* **EXERCISE INSTRUCTIONS**
Retype the data that follows line by line, exactly, and leave its pictures out.
── EXTRACTED DATA ──
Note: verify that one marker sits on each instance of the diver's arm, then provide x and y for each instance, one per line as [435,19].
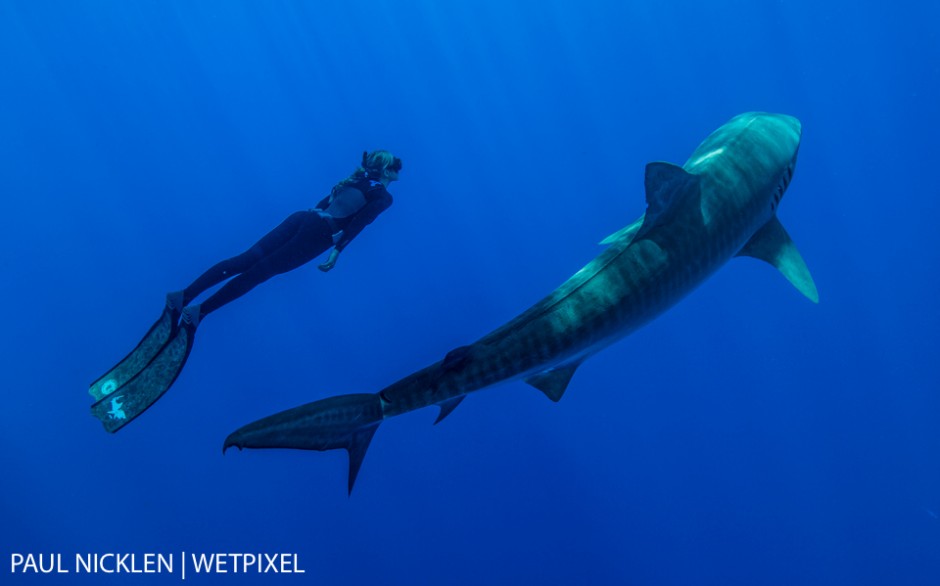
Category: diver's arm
[330,262]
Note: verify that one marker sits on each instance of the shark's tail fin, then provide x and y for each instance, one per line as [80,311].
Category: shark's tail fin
[347,422]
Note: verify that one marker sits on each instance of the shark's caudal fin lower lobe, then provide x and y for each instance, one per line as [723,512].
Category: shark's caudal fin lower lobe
[346,422]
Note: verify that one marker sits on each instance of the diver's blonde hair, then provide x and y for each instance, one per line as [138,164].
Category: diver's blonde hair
[373,164]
───
* **SOLUTION BELOW**
Note: verify that one marker sits on each instance of the diver's arm, then provide x and y for each instance, one per line as [435,19].
Category: diver's arm
[330,262]
Note: verify that one marker sits on each instance of the shark's tail fin, then provide x and y for each instance, one per line as [80,311].
Category: shark's tail fin
[347,422]
Note: verify that one marker sits on each instance of the shark's caudal fin lower lobe, then provide x and y for each instance, one per line as [723,512].
Category: shark's caudal fin lower lobe
[346,422]
Note: verify that one marker sits on each instance of the diver's blonde hair, then provide x and y for each instance, one per line as [138,164].
Category: diver's blonde hair
[373,164]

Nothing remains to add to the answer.